* [Consignes de l'exercice]
1. Transcrivez fidèlement le passage du texte de la page qui commence par « La Cour accueille » et se poursuit jusqu'à « Ghislaine Poitras, LL.L. ».
2. Relevez, dans le texte de la page, tous les juges nommés sous la mention CORAM.

ST. JOHN'S (TERRE-NEUVE), LE JEUDI 8 JUILLET 1999

CORAM:      LE JUGE EN CHEF

         LE JUGE LÉTOURNEAU
         LE JUGE ROTHSTEIN

ENTRE:

     LES PROPRIÉTAIRES ET TOUTES AUTRES PERSONNES AYANT

     UN DROIT SUR LE NAVIRE "MELINA & KEITH II",

     appelants,

     -et-

     GERALD'S MACHINE SHOP LIMITED,

     intimée.



     JUGEMENT


     La Cour accueille l'appel avec dépens suivant la colonne III du Tarif de la Cour fédérale, infirme le jugement de la Section de première instance et ordonne la tenue d'un nouveau procès devant un juge différent.

                             "Julius A. Isaac"

                                 Juge en chef



Traduction certifiée conforme


Ghislaine Poitras, LL.L.





     Date: 19990708

     Dossier: A-441-97


CORAM:      LE JUGE EN CHEF

         LE JUGE LÉTOURNEAU
         LE JUGE ROTHSTEIN

ENTRE:


     LES PROPRIÉTAIRES ET TOUTES AUTRES PERSONNES AYANT

     UN DROIT SUR LE NAVIRE "MELINA & KEITH II",

     appelants,

     -et-

     GERALD'S MACHINE SHOP LIMITED,

     intimée.





Entendu à St. John's (Terre-Neuve) le jeudi 8 juillet 1999

Jugement rendu à St. John's (Terre-Neuve) le jeudi 8 juillet 1999




MOTIFS DU JUGEMENT DE LA COUR




     Date: 19990708

     Dossier: A-441-97


CORAM:      LE JUGE EN CHEF

         LE JUGE LÉTOURNEAU
         LE JUGE ROTHSTEIN

ENTRE:


     LES PROPRIÉTAIRES ET TOUTES AUTRES PERSONNES AYANT

     UN DROIT SUR LE NAVIRE "MELINA & KEITH II",

     appelants,

     -et-

     GERALD'S MACHINE SHOP LIMITED,

     intimée.

* [Matériel fourni]
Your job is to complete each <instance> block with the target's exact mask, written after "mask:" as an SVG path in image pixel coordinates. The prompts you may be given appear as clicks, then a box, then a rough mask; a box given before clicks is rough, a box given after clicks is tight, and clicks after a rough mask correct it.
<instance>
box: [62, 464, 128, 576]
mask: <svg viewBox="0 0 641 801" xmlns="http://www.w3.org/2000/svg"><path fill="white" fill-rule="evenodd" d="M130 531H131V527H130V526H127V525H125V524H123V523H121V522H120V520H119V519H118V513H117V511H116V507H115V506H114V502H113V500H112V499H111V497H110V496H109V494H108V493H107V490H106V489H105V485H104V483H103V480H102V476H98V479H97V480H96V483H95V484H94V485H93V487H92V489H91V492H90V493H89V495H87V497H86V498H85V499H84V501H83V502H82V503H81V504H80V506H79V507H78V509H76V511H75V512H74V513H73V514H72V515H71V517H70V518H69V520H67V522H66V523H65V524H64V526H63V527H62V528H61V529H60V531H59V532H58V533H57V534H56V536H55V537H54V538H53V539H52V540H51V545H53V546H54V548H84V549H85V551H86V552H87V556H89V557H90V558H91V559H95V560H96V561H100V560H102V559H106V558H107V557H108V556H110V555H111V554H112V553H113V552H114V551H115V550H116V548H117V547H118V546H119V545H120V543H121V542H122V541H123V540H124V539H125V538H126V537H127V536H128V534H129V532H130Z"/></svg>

* [Réponses]
1.
La Cour accueille l'appel avec dépens suivant la colonne III du Tarif de la Cour fédérale, infirme le jugement de la Section de première instance et ordonne la tenue d'un nouveau procès devant un juge différent.

                             "Julius A. Isaac"

                                 Juge en chef



Traduction certifiée conforme


Ghislaine Poitras, LL.L.

2.
Le juge en chef
Le juge Létourneau
Le juge Rothstein